▶ _INSTRUCTIONS FOR THE TASK_: Reproduce the records that follow exactly as they appear.
=== RECORD SET ===
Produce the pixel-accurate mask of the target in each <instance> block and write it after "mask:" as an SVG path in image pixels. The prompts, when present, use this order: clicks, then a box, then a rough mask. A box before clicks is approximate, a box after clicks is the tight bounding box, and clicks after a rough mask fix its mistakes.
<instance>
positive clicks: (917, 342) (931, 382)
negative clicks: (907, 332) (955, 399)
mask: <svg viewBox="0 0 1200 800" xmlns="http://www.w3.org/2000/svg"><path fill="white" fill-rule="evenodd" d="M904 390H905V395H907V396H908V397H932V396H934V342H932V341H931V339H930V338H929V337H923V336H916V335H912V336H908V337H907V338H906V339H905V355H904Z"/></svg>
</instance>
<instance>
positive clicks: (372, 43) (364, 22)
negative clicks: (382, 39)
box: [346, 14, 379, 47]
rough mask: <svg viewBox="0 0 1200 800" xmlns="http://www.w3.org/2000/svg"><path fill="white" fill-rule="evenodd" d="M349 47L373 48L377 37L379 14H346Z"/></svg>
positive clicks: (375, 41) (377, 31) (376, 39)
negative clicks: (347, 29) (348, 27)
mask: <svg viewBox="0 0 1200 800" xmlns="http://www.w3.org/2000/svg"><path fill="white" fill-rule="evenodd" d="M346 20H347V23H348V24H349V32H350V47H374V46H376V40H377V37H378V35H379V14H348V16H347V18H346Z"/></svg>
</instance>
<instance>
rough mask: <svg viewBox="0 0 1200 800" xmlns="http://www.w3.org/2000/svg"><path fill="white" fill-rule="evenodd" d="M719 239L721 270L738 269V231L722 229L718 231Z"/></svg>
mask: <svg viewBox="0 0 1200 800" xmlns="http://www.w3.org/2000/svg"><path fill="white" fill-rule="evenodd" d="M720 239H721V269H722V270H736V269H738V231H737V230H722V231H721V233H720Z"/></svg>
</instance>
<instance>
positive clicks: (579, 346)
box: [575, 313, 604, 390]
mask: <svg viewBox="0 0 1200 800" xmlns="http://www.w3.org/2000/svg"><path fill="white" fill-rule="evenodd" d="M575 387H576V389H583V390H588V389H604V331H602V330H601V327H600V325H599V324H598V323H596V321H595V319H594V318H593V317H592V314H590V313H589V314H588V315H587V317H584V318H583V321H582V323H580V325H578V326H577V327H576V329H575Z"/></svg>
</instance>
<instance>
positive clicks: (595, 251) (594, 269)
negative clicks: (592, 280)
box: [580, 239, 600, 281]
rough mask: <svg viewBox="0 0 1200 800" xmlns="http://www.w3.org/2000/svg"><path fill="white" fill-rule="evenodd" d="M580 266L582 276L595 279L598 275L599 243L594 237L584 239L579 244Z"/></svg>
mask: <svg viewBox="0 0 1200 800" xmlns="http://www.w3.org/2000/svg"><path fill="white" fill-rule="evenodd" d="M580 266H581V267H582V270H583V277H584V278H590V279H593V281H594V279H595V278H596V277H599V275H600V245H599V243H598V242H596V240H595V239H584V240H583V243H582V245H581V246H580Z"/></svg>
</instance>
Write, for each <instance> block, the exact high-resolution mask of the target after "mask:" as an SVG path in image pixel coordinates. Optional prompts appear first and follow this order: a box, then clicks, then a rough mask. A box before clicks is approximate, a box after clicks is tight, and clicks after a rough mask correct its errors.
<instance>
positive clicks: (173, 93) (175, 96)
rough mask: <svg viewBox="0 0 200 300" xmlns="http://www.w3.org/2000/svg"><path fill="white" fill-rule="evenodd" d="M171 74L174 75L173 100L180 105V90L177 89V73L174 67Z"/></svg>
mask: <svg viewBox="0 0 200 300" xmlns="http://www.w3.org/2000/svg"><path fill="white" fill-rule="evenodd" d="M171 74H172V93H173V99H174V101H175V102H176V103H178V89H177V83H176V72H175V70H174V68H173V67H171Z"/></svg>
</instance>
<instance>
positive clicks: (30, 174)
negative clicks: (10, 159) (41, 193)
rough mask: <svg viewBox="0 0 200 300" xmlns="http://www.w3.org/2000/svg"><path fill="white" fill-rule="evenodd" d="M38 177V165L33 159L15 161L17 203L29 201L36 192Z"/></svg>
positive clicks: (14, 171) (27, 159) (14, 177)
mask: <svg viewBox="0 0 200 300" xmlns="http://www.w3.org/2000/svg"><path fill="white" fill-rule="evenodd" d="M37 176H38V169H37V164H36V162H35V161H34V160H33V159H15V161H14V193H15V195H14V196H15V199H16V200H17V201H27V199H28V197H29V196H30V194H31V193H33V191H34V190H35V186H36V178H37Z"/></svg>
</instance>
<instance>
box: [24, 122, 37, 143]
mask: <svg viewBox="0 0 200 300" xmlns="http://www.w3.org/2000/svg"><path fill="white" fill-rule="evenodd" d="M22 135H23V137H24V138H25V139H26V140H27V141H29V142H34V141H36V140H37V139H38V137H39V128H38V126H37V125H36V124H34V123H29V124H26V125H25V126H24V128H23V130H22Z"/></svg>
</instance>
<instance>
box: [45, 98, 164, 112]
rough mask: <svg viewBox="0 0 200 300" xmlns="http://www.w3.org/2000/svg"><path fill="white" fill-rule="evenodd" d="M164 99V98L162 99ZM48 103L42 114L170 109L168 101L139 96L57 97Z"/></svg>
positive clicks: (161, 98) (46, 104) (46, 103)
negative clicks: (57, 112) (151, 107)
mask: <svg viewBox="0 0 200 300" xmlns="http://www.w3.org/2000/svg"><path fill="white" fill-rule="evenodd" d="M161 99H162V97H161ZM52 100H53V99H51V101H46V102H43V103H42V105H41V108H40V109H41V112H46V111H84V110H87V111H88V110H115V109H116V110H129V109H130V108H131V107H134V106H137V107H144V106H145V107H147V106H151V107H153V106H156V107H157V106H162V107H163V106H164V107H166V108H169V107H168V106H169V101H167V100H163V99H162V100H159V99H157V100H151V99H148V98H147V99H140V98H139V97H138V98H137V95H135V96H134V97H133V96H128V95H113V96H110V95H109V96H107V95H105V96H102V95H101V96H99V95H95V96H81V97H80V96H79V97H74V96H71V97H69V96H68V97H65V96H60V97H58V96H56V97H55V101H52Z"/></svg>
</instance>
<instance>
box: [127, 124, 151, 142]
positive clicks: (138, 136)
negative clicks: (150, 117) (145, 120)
===
▶ _SOLUTION_:
Produce the pixel-accurate mask of the target in each <instance> block and write it after "mask:" as an SVG path in image pixels. The prompts, when present, use this order: clicks, then a box, then a rough mask. A box before clicks is approximate, a box after clicks is the tight bounding box, and clicks after a rough mask fix its mistakes.
<instance>
positive clicks: (917, 342) (931, 382)
negative clicks: (907, 332) (955, 399)
mask: <svg viewBox="0 0 1200 800" xmlns="http://www.w3.org/2000/svg"><path fill="white" fill-rule="evenodd" d="M904 390H905V395H907V396H908V397H932V396H934V342H932V341H931V339H930V338H929V337H923V336H916V335H912V336H908V337H907V338H906V339H905V355H904Z"/></svg>
</instance>
<instance>
positive clicks: (372, 43) (364, 22)
negative clicks: (382, 39)
box: [346, 14, 379, 47]
rough mask: <svg viewBox="0 0 1200 800" xmlns="http://www.w3.org/2000/svg"><path fill="white" fill-rule="evenodd" d="M349 47L373 48L377 37L379 14H346Z"/></svg>
positive clicks: (375, 41) (377, 31) (376, 39)
negative clicks: (347, 29) (348, 27)
mask: <svg viewBox="0 0 1200 800" xmlns="http://www.w3.org/2000/svg"><path fill="white" fill-rule="evenodd" d="M346 20H347V23H348V24H349V32H350V47H374V46H376V40H377V37H378V35H379V14H348V16H347V18H346Z"/></svg>
</instance>
<instance>
rough mask: <svg viewBox="0 0 1200 800" xmlns="http://www.w3.org/2000/svg"><path fill="white" fill-rule="evenodd" d="M719 239L721 270L738 269V231L722 229L718 231Z"/></svg>
mask: <svg viewBox="0 0 1200 800" xmlns="http://www.w3.org/2000/svg"><path fill="white" fill-rule="evenodd" d="M720 239H721V269H722V270H736V269H738V231H737V230H722V231H721V233H720Z"/></svg>
</instance>
<instance>
positive clicks: (579, 346)
box: [575, 313, 604, 390]
mask: <svg viewBox="0 0 1200 800" xmlns="http://www.w3.org/2000/svg"><path fill="white" fill-rule="evenodd" d="M575 387H576V389H583V390H588V389H604V331H602V330H601V327H600V325H599V324H598V323H596V321H595V319H594V318H593V317H592V314H590V313H589V314H588V315H587V317H584V318H583V321H582V323H580V325H578V326H577V327H576V329H575Z"/></svg>
</instance>
<instance>
positive clicks: (595, 251) (594, 269)
negative clicks: (592, 280)
box: [580, 239, 600, 281]
rough mask: <svg viewBox="0 0 1200 800" xmlns="http://www.w3.org/2000/svg"><path fill="white" fill-rule="evenodd" d="M580 266L582 276L595 279L598 275L599 243L594 237L584 239L579 244Z"/></svg>
mask: <svg viewBox="0 0 1200 800" xmlns="http://www.w3.org/2000/svg"><path fill="white" fill-rule="evenodd" d="M580 266H581V267H582V270H583V277H584V278H590V279H593V281H594V279H595V278H596V277H599V275H600V245H599V243H598V242H596V240H595V239H584V240H583V243H582V245H581V246H580Z"/></svg>
</instance>
Write, for each <instance> block, the exact high-resolution mask of the target after "mask:" as an SVG path in image pixel coordinates. Optional prompts appear first and follow this order: a box, then clicks, then a rough mask. A box before clicks is approximate, a box after clicks is tight, and clicks after a rough mask correct its errors.
<instance>
positive clicks: (173, 93) (175, 96)
rough mask: <svg viewBox="0 0 200 300" xmlns="http://www.w3.org/2000/svg"><path fill="white" fill-rule="evenodd" d="M171 74L174 75L173 100L180 105V90L177 89V73L174 67Z"/></svg>
mask: <svg viewBox="0 0 200 300" xmlns="http://www.w3.org/2000/svg"><path fill="white" fill-rule="evenodd" d="M171 74H172V93H173V99H174V101H175V102H176V103H178V89H177V83H176V72H175V70H174V68H173V67H171Z"/></svg>
</instance>
<instance>
positive clicks: (30, 174)
negative clicks: (10, 159) (41, 193)
rough mask: <svg viewBox="0 0 200 300" xmlns="http://www.w3.org/2000/svg"><path fill="white" fill-rule="evenodd" d="M38 177V165L33 159L15 161L17 203L29 201L36 192Z"/></svg>
positive clicks: (14, 171) (27, 159) (14, 177)
mask: <svg viewBox="0 0 200 300" xmlns="http://www.w3.org/2000/svg"><path fill="white" fill-rule="evenodd" d="M37 176H38V169H37V164H36V162H35V161H34V160H33V159H15V161H14V193H15V195H14V196H15V199H16V200H17V201H27V199H28V197H29V196H30V194H31V193H33V191H34V190H35V186H36V178H37Z"/></svg>
</instance>
<instance>
box: [24, 122, 37, 143]
mask: <svg viewBox="0 0 200 300" xmlns="http://www.w3.org/2000/svg"><path fill="white" fill-rule="evenodd" d="M22 135H23V137H24V138H25V139H26V140H27V141H29V142H34V141H36V140H37V139H38V137H39V128H38V126H37V125H36V124H34V123H29V124H26V125H25V126H24V128H23V130H22Z"/></svg>
</instance>
<instance>
box: [45, 98, 164, 112]
rough mask: <svg viewBox="0 0 200 300" xmlns="http://www.w3.org/2000/svg"><path fill="white" fill-rule="evenodd" d="M164 99V98L162 99ZM48 103L42 114L170 109L168 101L139 96L57 97Z"/></svg>
positive clicks: (161, 98) (46, 104) (46, 103)
negative clicks: (57, 112) (151, 107)
mask: <svg viewBox="0 0 200 300" xmlns="http://www.w3.org/2000/svg"><path fill="white" fill-rule="evenodd" d="M161 99H162V97H161ZM52 100H53V99H51V101H46V102H43V103H42V105H41V108H40V109H41V112H46V111H84V110H87V111H88V110H115V109H116V110H129V109H130V108H131V107H134V106H137V107H144V106H145V107H147V106H151V107H153V106H156V107H157V106H162V107H163V106H164V107H166V108H169V107H168V106H169V101H167V100H163V99H162V100H159V99H157V100H151V99H148V98H147V99H140V98H139V97H138V98H137V95H135V96H134V97H133V96H128V95H113V96H110V95H109V96H107V95H105V96H102V95H101V96H99V95H95V96H81V97H80V96H79V97H74V96H71V97H69V96H68V97H65V96H60V97H58V96H56V97H55V101H52Z"/></svg>
</instance>
<instance>
box: [127, 124, 151, 142]
positive clicks: (138, 136)
negative clicks: (150, 117) (145, 120)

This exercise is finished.